Please repeat exactly the line containing "Each instance receives a single keypoint. Tag the blue sports" and each line after it in the records below, through the last.

# Referring expression pointing data
━━━━━━━━

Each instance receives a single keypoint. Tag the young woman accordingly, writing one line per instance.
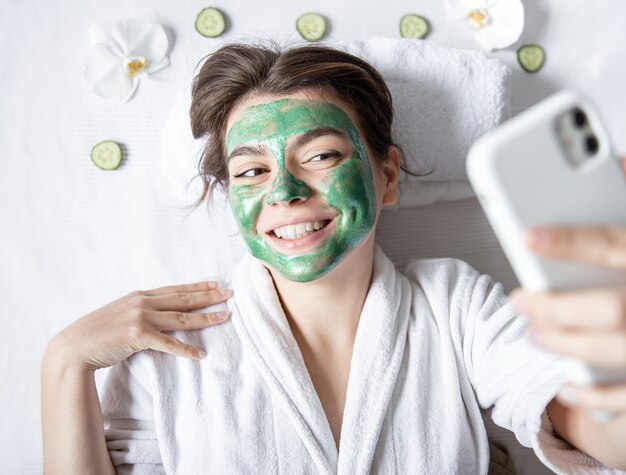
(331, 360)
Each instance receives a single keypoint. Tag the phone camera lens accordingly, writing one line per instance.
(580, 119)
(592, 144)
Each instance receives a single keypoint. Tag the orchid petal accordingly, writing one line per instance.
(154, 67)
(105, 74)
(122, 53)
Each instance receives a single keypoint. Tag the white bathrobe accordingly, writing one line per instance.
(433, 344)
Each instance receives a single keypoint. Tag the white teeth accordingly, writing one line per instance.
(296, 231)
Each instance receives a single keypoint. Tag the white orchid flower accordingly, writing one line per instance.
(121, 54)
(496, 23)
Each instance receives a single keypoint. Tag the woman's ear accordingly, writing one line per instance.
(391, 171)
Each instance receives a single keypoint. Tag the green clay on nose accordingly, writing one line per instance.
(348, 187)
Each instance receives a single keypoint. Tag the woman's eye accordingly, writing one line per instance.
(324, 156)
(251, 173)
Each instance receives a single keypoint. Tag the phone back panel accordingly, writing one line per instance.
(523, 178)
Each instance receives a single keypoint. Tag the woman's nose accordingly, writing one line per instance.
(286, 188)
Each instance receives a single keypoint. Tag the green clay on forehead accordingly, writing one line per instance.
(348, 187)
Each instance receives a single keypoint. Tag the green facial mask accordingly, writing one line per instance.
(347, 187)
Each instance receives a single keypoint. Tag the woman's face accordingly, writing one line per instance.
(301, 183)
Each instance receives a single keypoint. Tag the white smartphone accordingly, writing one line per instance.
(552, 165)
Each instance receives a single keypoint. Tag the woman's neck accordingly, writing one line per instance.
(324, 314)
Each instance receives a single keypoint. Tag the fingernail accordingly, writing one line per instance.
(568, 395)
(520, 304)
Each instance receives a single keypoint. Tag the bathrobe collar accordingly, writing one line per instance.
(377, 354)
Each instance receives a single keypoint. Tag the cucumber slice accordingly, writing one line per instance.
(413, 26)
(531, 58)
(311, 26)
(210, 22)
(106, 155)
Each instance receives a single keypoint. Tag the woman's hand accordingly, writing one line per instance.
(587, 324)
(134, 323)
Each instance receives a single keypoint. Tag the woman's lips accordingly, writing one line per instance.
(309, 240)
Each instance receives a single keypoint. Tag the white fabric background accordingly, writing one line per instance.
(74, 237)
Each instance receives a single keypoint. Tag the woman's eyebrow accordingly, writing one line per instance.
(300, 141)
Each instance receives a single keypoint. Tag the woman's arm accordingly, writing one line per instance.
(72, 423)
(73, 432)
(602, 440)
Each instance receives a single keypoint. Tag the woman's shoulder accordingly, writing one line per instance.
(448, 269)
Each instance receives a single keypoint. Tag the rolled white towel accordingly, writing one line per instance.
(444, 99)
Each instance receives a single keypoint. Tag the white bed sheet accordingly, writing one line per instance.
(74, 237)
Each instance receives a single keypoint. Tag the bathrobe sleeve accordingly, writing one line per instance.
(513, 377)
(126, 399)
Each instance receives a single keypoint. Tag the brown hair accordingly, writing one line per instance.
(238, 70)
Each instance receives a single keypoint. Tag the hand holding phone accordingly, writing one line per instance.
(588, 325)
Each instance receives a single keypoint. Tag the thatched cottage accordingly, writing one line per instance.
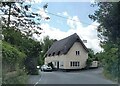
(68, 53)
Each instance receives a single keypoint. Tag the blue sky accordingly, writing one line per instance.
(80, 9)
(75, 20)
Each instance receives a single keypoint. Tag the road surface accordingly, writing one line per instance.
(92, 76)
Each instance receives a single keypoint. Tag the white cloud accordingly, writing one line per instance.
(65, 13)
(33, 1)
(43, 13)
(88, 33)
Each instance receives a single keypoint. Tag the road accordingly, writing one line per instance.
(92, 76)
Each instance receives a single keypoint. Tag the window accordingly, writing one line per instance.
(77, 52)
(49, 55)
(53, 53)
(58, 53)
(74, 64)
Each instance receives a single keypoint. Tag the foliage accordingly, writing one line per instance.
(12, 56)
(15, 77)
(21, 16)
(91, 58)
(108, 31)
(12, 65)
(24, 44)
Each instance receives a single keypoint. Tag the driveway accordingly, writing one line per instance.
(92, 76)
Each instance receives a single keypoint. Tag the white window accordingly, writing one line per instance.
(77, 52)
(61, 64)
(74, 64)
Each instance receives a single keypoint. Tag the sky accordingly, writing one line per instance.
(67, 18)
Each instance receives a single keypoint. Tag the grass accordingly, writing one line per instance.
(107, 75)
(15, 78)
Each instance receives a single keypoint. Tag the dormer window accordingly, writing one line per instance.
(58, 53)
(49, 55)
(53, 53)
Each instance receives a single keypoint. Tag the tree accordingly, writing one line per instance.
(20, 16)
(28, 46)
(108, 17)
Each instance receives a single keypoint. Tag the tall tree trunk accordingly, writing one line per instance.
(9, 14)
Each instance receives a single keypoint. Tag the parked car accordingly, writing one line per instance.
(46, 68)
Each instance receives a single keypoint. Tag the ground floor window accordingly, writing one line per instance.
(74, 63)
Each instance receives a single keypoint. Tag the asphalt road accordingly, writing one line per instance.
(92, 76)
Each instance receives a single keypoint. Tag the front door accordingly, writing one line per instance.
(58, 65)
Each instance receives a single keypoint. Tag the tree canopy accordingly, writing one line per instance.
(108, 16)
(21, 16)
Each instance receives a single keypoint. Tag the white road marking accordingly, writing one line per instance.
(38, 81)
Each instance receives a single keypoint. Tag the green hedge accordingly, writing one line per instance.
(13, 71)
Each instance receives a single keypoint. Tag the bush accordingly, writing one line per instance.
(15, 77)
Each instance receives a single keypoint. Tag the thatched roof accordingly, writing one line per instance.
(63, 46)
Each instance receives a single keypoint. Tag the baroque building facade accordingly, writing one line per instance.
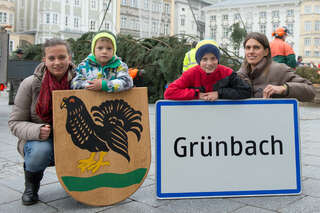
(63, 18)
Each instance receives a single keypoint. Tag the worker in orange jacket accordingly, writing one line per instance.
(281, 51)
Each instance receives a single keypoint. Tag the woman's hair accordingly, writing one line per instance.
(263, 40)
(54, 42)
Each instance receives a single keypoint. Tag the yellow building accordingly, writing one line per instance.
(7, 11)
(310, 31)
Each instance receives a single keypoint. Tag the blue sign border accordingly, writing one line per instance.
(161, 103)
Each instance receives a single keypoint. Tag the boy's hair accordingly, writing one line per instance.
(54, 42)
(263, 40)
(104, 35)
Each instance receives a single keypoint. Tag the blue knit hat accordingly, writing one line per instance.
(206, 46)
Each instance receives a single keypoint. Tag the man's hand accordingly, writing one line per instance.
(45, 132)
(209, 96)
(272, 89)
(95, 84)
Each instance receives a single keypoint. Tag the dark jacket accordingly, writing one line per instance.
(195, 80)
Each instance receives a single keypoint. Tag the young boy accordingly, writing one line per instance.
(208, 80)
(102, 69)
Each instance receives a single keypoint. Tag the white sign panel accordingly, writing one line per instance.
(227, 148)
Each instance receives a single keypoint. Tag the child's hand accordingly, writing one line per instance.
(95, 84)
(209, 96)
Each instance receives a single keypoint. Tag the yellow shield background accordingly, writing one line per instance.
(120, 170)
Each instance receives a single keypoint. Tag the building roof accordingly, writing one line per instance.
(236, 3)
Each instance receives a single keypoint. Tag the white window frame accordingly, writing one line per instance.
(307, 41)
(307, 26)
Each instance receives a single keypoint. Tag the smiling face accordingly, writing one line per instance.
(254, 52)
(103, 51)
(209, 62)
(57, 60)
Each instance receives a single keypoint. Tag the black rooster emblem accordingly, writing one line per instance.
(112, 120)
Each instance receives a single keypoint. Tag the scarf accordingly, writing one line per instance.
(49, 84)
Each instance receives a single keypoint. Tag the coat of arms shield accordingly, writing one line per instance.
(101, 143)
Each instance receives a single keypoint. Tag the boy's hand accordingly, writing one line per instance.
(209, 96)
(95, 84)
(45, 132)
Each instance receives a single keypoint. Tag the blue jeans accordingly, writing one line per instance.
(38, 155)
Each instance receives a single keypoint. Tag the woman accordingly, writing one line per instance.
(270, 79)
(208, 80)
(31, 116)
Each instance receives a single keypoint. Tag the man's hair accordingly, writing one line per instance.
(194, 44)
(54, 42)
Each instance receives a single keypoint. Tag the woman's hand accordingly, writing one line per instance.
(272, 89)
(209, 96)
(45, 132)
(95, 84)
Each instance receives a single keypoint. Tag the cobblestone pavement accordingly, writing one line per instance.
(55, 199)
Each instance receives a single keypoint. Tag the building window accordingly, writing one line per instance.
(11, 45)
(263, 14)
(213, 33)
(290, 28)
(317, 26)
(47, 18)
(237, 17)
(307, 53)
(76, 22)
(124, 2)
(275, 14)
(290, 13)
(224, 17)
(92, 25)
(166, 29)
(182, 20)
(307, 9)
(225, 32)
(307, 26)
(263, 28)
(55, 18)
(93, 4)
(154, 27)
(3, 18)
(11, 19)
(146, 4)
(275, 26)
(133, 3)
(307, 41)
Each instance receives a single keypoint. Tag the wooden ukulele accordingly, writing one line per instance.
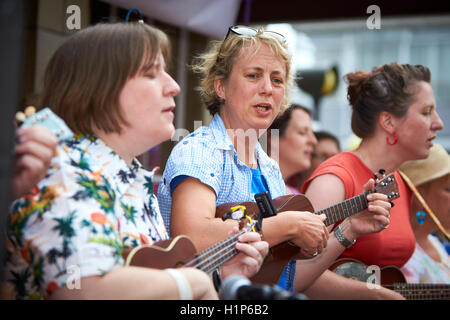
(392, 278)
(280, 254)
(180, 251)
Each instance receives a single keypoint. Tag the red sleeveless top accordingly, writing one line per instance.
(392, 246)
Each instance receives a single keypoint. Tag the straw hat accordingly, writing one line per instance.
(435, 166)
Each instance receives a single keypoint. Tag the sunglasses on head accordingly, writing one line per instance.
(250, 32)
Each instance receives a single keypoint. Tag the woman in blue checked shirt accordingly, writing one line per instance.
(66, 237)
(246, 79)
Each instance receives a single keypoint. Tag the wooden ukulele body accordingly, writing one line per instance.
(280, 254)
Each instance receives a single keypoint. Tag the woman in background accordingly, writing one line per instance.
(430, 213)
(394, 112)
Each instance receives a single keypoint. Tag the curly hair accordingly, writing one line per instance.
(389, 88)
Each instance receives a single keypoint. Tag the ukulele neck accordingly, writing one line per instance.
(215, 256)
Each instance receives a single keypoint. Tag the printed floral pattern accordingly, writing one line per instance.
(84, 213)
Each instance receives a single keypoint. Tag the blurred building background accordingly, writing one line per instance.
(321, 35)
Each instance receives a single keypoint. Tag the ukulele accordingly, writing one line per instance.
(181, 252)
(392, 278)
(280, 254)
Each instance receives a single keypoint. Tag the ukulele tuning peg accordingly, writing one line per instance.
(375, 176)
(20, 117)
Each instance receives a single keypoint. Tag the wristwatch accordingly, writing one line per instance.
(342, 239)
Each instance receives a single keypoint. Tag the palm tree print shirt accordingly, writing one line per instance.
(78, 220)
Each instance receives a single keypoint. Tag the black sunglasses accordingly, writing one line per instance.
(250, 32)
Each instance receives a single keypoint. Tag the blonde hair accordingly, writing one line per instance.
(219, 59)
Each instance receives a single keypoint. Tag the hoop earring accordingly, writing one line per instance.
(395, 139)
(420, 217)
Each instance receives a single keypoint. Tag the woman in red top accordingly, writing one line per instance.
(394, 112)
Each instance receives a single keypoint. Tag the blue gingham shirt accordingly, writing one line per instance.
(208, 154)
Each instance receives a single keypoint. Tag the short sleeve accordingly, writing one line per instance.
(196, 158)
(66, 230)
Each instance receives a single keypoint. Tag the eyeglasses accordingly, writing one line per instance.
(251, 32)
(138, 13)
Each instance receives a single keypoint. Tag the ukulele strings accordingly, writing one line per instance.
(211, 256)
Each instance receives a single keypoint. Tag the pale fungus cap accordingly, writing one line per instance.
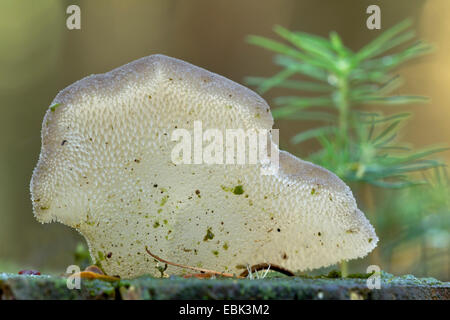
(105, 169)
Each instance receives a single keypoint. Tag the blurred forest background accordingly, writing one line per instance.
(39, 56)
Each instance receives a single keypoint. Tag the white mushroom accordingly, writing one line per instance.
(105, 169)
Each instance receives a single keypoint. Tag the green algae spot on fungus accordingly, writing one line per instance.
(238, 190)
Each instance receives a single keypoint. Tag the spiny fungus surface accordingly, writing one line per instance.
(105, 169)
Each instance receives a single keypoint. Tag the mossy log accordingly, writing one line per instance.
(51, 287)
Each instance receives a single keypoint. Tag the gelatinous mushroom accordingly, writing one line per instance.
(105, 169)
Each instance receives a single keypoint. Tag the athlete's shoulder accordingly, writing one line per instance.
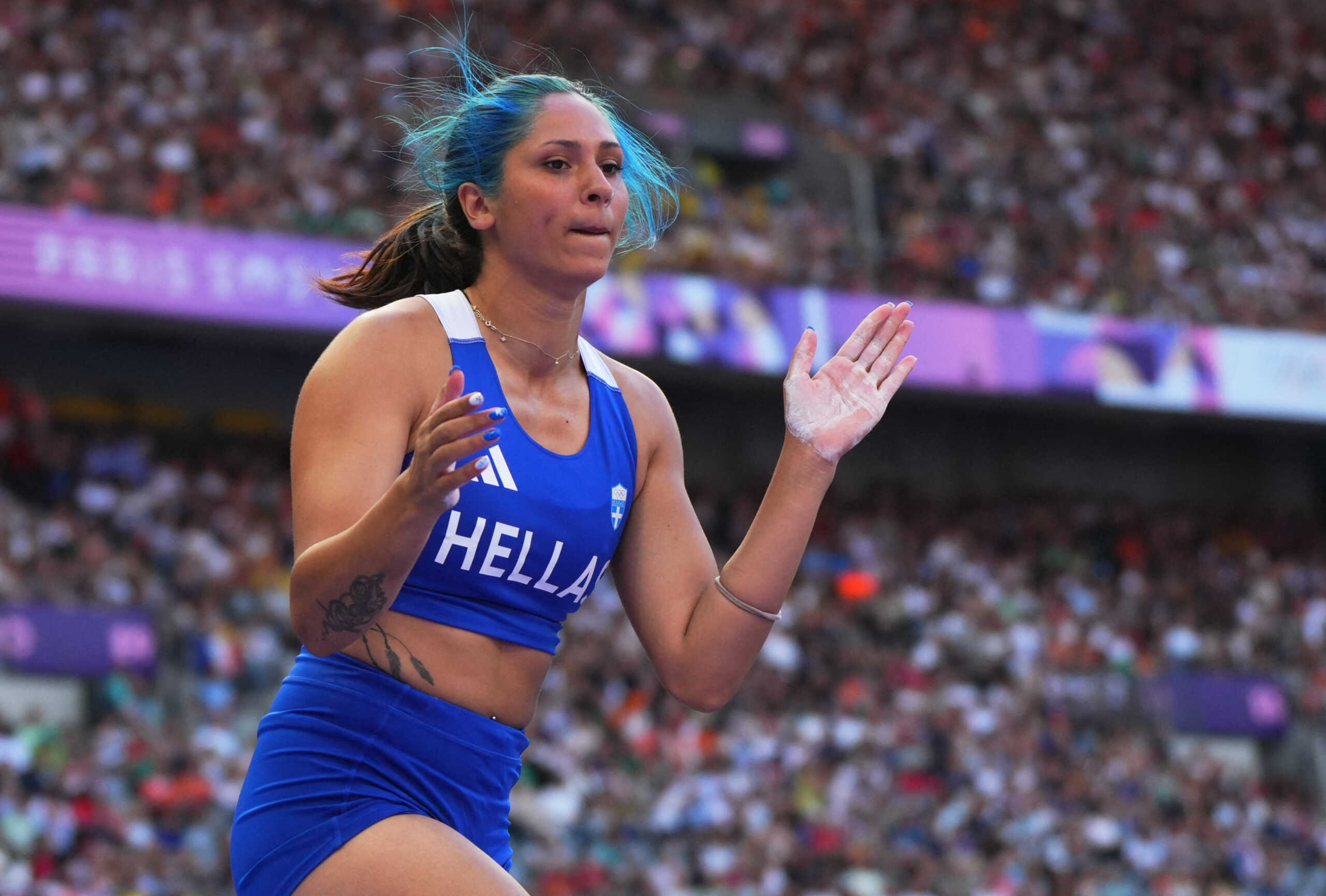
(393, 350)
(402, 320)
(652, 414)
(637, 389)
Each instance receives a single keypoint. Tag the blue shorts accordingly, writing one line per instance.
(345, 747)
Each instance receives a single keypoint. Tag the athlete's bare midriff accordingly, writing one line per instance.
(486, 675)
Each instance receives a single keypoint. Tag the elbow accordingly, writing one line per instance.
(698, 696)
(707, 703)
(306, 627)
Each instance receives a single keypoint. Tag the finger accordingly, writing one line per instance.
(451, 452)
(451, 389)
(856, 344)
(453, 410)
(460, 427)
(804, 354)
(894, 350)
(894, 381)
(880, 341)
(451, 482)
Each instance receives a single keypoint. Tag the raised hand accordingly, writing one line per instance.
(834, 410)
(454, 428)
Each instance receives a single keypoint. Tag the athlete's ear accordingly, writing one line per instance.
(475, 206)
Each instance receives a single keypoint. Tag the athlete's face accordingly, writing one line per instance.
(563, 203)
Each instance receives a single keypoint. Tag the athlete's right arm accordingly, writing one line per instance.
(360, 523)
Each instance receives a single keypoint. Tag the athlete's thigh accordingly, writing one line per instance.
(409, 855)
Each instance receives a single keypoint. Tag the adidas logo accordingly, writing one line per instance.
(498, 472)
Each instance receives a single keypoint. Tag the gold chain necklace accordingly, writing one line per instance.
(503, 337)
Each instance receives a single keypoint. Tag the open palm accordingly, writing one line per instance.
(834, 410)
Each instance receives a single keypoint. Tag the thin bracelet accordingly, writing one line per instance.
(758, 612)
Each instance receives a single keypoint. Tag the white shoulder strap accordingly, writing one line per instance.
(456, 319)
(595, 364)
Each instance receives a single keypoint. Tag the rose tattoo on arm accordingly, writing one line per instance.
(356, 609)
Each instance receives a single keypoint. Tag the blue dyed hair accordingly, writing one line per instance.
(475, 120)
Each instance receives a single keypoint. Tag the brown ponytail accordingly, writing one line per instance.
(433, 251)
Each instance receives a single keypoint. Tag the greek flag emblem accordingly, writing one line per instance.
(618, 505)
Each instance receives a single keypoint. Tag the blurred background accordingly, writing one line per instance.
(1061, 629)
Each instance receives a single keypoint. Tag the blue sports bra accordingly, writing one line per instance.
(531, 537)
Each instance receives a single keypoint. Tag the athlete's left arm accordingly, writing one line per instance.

━━━━━━━━

# Completed task
Each instance receives a single keypoint. Tag the blue sports bra accordingly, writing one line per instance.
(531, 537)
Each instance receives a single keypoint. Tag the athlete's left arm accordingly, writing one line per instance.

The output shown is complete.